25 years since Rabin’s death: Marking the day is the message – analysis

Rabin’s assassination does not seem so very long ago. The reason: Israel solemnly commemorates the day year after year after year.

President Reuven Rivlin pays his respects to former prime minister Yitzhak Rabin at the latter's memorial ceremony. (photo credit: HAIM ZACH/GPO)
President Reuven Rivlin pays his respects to former prime minister Yitzhak Rabin at the latter's memorial ceremony.
(photo credit: HAIM ZACH/GPO)
On Thursday night, Israel will mark the 25th anniversary of prime minister Yitzhak Rabin’s assassination, according to the Jewish calendar.
Twenty-five years, a quarter of a century, is a long time.
Think about it. The Yom Kippur War came 25 years after the War of Independence. But for many Israelis in 1973 – Israelis who in the meantime watched as their country grew into a regional power – 1948 was but a distant memory.
World War II, by the same token, ended in 1945. In 1970, 25 five years later, that war seemed a very long way off, at least for those who did not experience it firsthand.
By contrast, Rabin’s assassination does not seem to have taken place so very long ago. The reason: Israel solemnly commemorates the day year after year after year.
The day is marked by rallies at the site of the murder in Tel Aviv, rallies often marred beforehand by disputes about who should, and who should not, be allowed to speak.
It is commemorated by candle-lighting vigils from Netivot to Metulla, by sing-alongs, by the assassination being discussed in schools – although all of the above will be trimmed and largely done virtually this year because of the coronavirus.
And the day is also marked each year by radio and television programing devoted to recounting Rabin’s life story, as well as the events leading up to his murder.

— ENTRIES SUPPLIED —
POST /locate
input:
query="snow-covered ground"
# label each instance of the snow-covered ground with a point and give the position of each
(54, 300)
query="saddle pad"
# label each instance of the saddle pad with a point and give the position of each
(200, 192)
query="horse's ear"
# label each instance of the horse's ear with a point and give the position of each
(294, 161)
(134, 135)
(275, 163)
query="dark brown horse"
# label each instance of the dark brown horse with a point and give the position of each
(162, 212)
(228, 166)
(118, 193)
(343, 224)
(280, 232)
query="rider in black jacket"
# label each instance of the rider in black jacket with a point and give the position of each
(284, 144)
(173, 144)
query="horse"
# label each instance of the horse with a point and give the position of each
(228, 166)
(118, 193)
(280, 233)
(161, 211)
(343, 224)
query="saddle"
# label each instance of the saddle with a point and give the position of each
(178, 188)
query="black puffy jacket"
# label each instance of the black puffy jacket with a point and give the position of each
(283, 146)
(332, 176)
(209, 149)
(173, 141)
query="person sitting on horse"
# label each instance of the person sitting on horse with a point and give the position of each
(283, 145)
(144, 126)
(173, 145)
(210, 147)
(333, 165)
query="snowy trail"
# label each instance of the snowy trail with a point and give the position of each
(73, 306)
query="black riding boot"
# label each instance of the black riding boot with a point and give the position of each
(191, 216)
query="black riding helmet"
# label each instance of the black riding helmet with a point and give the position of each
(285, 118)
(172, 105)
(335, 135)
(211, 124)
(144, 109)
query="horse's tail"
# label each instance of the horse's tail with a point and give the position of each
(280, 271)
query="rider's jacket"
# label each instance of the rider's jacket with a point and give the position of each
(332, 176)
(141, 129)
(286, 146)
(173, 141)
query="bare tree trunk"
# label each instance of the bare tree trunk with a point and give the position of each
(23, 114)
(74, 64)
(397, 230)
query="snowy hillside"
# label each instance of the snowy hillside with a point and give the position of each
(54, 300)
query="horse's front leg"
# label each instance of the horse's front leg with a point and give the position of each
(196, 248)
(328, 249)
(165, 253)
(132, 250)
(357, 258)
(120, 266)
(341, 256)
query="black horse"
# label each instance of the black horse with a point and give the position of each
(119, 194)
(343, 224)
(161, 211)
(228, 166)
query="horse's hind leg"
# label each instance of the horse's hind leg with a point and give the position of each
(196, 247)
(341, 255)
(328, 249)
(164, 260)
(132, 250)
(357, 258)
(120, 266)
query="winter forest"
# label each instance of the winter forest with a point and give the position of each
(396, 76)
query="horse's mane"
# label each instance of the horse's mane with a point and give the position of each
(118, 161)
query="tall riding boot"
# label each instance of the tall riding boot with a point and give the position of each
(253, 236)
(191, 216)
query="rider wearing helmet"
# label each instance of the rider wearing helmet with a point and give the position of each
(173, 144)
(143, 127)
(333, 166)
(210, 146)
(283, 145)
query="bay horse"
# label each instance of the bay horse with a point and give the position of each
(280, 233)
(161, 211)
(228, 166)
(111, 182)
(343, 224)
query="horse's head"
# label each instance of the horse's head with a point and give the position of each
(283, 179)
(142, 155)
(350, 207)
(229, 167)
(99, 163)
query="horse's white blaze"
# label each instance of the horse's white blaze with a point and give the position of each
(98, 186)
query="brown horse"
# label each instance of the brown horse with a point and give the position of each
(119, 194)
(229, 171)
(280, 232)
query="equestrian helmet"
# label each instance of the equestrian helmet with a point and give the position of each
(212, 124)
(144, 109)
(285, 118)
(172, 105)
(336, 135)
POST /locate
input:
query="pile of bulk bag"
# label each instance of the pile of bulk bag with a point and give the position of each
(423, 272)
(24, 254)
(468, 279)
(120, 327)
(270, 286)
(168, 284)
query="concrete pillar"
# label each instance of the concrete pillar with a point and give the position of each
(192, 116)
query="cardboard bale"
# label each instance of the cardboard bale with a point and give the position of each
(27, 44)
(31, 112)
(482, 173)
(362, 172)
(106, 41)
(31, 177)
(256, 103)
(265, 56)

— TASK REQUIREMENTS —
Write the next part of the article on the 25th anniversary of Rabin's assassination, starting after its last sentence.

— ANSWER TO THE PROBLEM —
But let us not delude ourselves. The day has not become our kumbaya moment. Along with the rallies and poems and songs, it has also turned into a day of recriminations of one camp blaming the other, of charges of incitement and counter-incitement.
It has turned into a day when political points are made and certain sectors feel delegitimized.
Frequently over the last 25 years, parts of the religious Zionist camp – the camp with which the assassin Yigal Amir was affiliated – dreaded the day because it was when each year they felt as if they were being blamed; as if they were being held under a magnifying glass, their tzitzit being checked, to see if they were commemorating in the proper manner, with the proper respect, paying the proper homage.
And each year the same platitudes predictably rain down: We have not learned. We are still divided. It could happen again.
And that’s all true. We have not learned, if learning means not inciting one against the other. We are still divided, and the coronavirus is making those divisions even greater. It could happen again. There is no guarantee that in this land, where political passions run at such a fever pitch, another Amir might not emerge.
No, the anniversary of Rabin’s assassination has never turned into Israel’s day of national unity. But still, the day is marked, and that in itself is significant. Because when you mark a day, you remember. Not everyone’s memories will be the same, or the lessons drawn identical, but everyone remembers. The moment is noted. People reflect.
Twenty-five years is a long time. US president John F. Kennedy was slain on November 22, 1963. On November 22, 1988, the 25th anniversary of his assassination, there were some documentaries about it on US television – some dealing with conspiracy theories, others reliving that wintry day when he was gunned down – and there were some scattered ceremonies across the land: in Boston, the city of his birth; in Washington DC, where he worked; in Dallas, where he was killed.
But there wasn’t the internal stocktaking that happens annually in Israel on the day marking Rabin’s assassination: questions about what that killing said about the society, what lessons needed to be internalized, what was needed to prevent additional acts of political violence.
Rabin’s assassination has left a lasting scar on the face of the nation.  The day marking his assassination forces us to look at that scar, and we have – without fail and with a heavy pall in the air – every year since.
Jews do memory well. It’s part of our DNA, part of our strength as a people.
With Rabin’s murder, Israel lost not only a leader, an architect of the victory in the Six Day War, a Palmah hero and a symbol of the idealized Israeli – the tough, direct and determined Sabra, with faults but without pretension – the country also lost what remained of its innocence.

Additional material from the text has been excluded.